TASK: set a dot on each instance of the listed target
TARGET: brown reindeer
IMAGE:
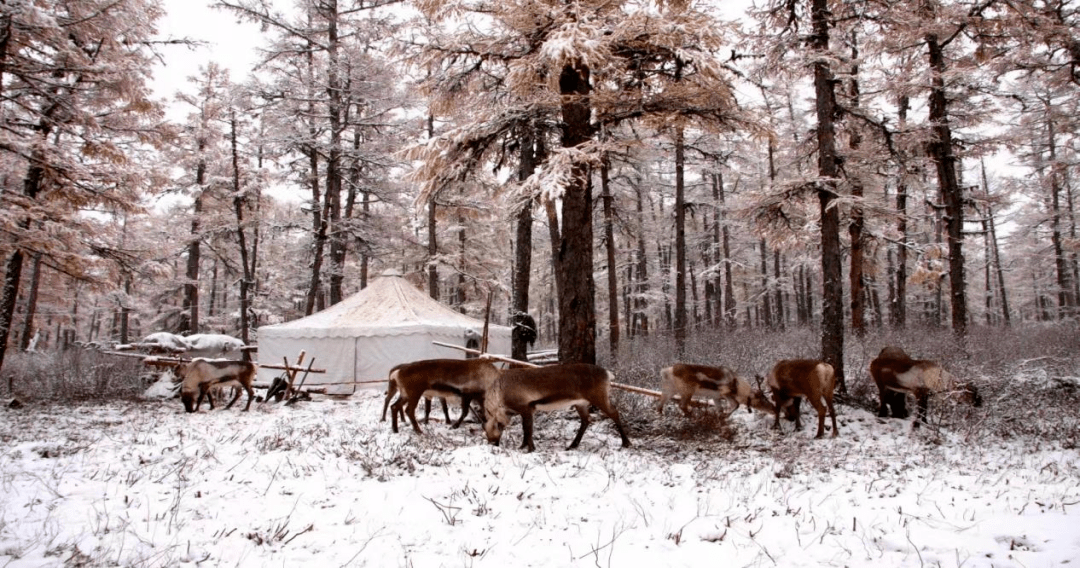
(428, 395)
(524, 391)
(719, 383)
(201, 375)
(802, 378)
(466, 379)
(896, 375)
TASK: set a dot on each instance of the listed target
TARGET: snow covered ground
(324, 482)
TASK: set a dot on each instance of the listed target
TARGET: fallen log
(159, 361)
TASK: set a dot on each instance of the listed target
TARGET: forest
(651, 181)
(623, 172)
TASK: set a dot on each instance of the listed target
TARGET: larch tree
(313, 91)
(787, 18)
(199, 142)
(585, 63)
(76, 109)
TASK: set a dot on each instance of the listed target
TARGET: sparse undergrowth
(1029, 377)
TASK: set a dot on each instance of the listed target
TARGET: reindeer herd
(525, 391)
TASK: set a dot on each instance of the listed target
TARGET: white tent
(364, 336)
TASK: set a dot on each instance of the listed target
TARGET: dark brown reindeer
(524, 391)
(896, 375)
(814, 380)
(428, 395)
(466, 379)
(719, 383)
(201, 375)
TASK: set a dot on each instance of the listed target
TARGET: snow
(143, 483)
(213, 346)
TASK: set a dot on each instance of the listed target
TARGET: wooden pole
(628, 388)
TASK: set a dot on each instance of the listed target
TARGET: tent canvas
(362, 337)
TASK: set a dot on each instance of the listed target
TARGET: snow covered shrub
(71, 375)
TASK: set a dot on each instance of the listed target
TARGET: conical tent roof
(389, 306)
(361, 338)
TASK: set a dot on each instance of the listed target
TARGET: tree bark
(680, 314)
(899, 311)
(31, 302)
(941, 152)
(238, 204)
(642, 270)
(858, 221)
(1065, 300)
(729, 289)
(832, 328)
(31, 186)
(523, 243)
(319, 218)
(612, 269)
(577, 314)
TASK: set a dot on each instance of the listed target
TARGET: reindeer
(428, 395)
(801, 378)
(524, 391)
(898, 375)
(466, 379)
(201, 375)
(715, 382)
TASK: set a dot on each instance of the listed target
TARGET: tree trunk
(832, 327)
(858, 222)
(319, 218)
(432, 233)
(778, 293)
(612, 269)
(642, 270)
(766, 293)
(680, 315)
(335, 107)
(31, 302)
(523, 246)
(194, 249)
(1065, 301)
(238, 204)
(577, 314)
(941, 152)
(365, 203)
(899, 311)
(31, 186)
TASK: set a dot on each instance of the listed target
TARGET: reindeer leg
(610, 411)
(899, 405)
(466, 406)
(410, 413)
(922, 395)
(235, 396)
(527, 431)
(832, 413)
(821, 417)
(446, 411)
(583, 413)
(395, 410)
(204, 392)
(391, 390)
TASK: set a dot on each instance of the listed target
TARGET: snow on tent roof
(389, 306)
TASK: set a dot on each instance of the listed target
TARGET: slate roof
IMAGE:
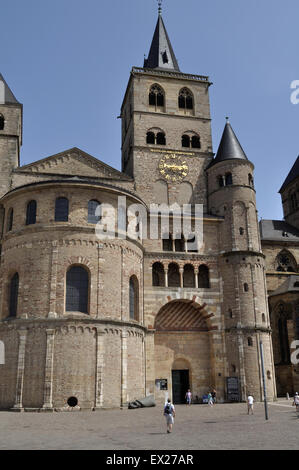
(289, 285)
(291, 176)
(278, 230)
(229, 147)
(161, 55)
(8, 97)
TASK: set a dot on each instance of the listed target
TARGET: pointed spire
(293, 174)
(161, 54)
(229, 148)
(6, 95)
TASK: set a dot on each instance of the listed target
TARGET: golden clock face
(173, 168)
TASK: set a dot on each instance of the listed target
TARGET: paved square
(197, 427)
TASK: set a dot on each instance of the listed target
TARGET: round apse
(72, 402)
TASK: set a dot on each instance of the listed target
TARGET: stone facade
(158, 317)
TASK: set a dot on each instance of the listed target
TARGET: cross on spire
(159, 7)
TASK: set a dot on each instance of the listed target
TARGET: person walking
(296, 401)
(169, 413)
(210, 399)
(250, 401)
(188, 397)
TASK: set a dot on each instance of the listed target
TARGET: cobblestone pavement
(224, 426)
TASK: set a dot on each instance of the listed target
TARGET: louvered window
(14, 292)
(94, 215)
(10, 220)
(133, 297)
(31, 213)
(77, 290)
(61, 209)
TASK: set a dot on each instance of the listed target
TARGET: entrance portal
(180, 385)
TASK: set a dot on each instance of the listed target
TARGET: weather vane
(160, 7)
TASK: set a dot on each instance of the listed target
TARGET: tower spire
(229, 147)
(161, 55)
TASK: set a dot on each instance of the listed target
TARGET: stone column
(166, 277)
(196, 277)
(53, 281)
(150, 362)
(181, 277)
(124, 367)
(100, 354)
(18, 406)
(100, 281)
(48, 385)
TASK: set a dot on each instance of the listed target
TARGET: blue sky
(68, 62)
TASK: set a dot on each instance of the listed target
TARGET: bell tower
(166, 127)
(10, 135)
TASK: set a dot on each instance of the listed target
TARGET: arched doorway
(183, 349)
(180, 375)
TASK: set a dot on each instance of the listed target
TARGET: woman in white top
(169, 413)
(250, 401)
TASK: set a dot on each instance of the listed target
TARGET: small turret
(10, 134)
(231, 195)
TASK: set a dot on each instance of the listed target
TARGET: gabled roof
(229, 147)
(278, 230)
(73, 162)
(291, 284)
(6, 95)
(291, 176)
(161, 54)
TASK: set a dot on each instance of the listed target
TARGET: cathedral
(93, 323)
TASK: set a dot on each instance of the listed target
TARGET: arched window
(179, 243)
(293, 201)
(94, 208)
(150, 137)
(134, 298)
(158, 275)
(161, 139)
(61, 209)
(167, 242)
(285, 262)
(185, 100)
(195, 142)
(192, 244)
(250, 180)
(203, 277)
(2, 122)
(10, 220)
(13, 295)
(228, 179)
(220, 181)
(31, 213)
(188, 276)
(156, 96)
(77, 287)
(185, 140)
(173, 275)
(263, 318)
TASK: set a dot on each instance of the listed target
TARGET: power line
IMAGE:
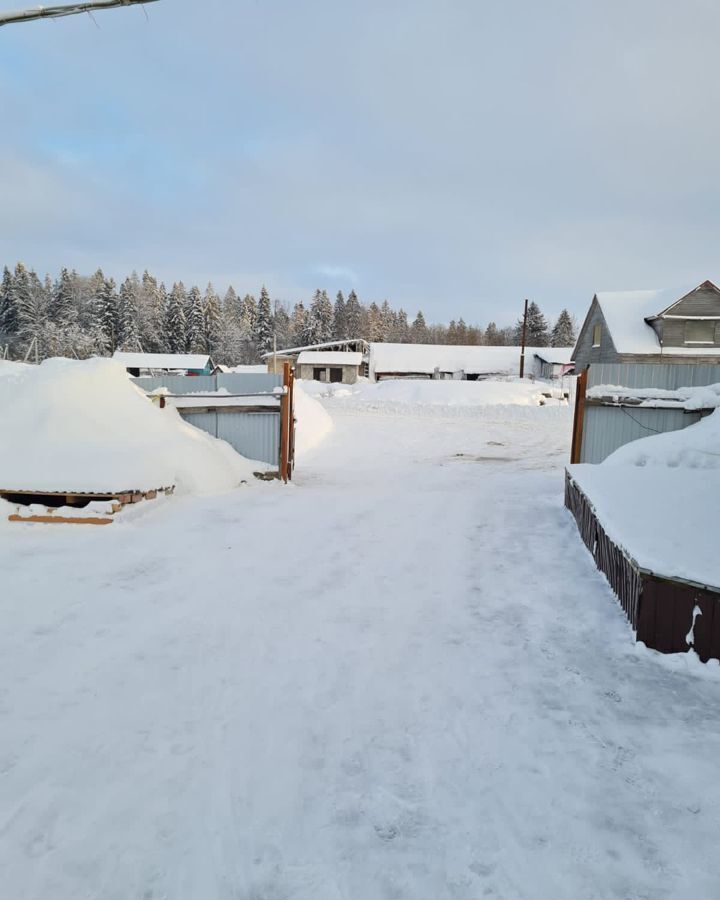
(71, 9)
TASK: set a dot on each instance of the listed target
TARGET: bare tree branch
(49, 12)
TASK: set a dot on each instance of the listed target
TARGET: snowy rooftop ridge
(423, 359)
(162, 360)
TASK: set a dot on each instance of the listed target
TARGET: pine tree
(418, 330)
(128, 336)
(248, 316)
(353, 317)
(264, 330)
(175, 324)
(387, 322)
(339, 323)
(298, 324)
(536, 331)
(33, 301)
(401, 328)
(195, 321)
(8, 307)
(62, 307)
(564, 334)
(492, 336)
(232, 307)
(374, 326)
(212, 320)
(320, 319)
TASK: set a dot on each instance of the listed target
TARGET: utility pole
(522, 349)
(68, 9)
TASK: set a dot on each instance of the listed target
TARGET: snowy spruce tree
(339, 323)
(319, 328)
(264, 330)
(537, 330)
(564, 334)
(195, 321)
(353, 316)
(418, 330)
(212, 323)
(175, 324)
(128, 335)
(62, 306)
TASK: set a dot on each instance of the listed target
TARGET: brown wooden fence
(662, 611)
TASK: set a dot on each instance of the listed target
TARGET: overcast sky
(454, 156)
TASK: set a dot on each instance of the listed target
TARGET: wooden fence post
(579, 417)
(285, 425)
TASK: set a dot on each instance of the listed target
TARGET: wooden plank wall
(660, 610)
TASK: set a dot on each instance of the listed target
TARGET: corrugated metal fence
(253, 432)
(609, 426)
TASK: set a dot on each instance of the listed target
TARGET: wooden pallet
(74, 501)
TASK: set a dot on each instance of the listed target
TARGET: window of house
(699, 332)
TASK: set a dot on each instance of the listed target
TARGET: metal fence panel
(252, 382)
(178, 384)
(255, 435)
(608, 427)
(205, 421)
(653, 375)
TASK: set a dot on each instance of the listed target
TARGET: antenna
(70, 9)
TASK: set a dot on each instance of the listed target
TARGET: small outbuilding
(335, 366)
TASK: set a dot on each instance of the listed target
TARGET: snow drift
(312, 421)
(70, 425)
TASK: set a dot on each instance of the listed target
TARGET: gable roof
(329, 358)
(626, 312)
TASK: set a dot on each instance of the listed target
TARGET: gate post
(285, 424)
(579, 417)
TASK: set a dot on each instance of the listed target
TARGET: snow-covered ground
(401, 677)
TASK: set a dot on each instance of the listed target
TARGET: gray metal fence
(669, 376)
(609, 425)
(253, 432)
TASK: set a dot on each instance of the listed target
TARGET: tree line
(83, 316)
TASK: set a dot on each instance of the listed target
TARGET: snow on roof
(625, 313)
(423, 359)
(329, 358)
(162, 360)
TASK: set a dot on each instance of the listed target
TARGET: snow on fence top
(329, 358)
(170, 361)
(424, 359)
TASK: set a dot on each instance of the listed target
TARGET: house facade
(652, 326)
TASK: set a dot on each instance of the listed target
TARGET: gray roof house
(670, 326)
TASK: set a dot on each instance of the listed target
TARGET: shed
(329, 365)
(162, 363)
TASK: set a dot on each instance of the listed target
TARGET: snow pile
(690, 398)
(694, 447)
(413, 392)
(312, 421)
(83, 426)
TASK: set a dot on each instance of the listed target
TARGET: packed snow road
(401, 677)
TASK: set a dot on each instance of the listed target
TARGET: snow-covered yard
(400, 677)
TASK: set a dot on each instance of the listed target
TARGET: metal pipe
(71, 9)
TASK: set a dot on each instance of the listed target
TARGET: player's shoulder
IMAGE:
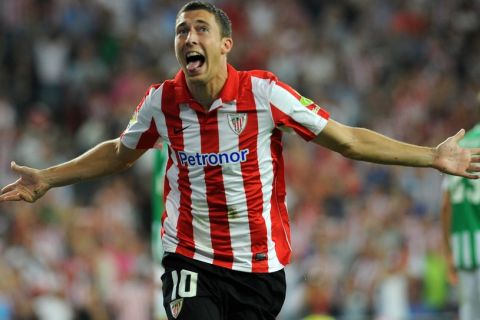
□ □ □ □
*Set task*. Report how many lines of the records contain the word "reindeer", counting only matches with the same capitalization. Give the number alone.

*Output*. 5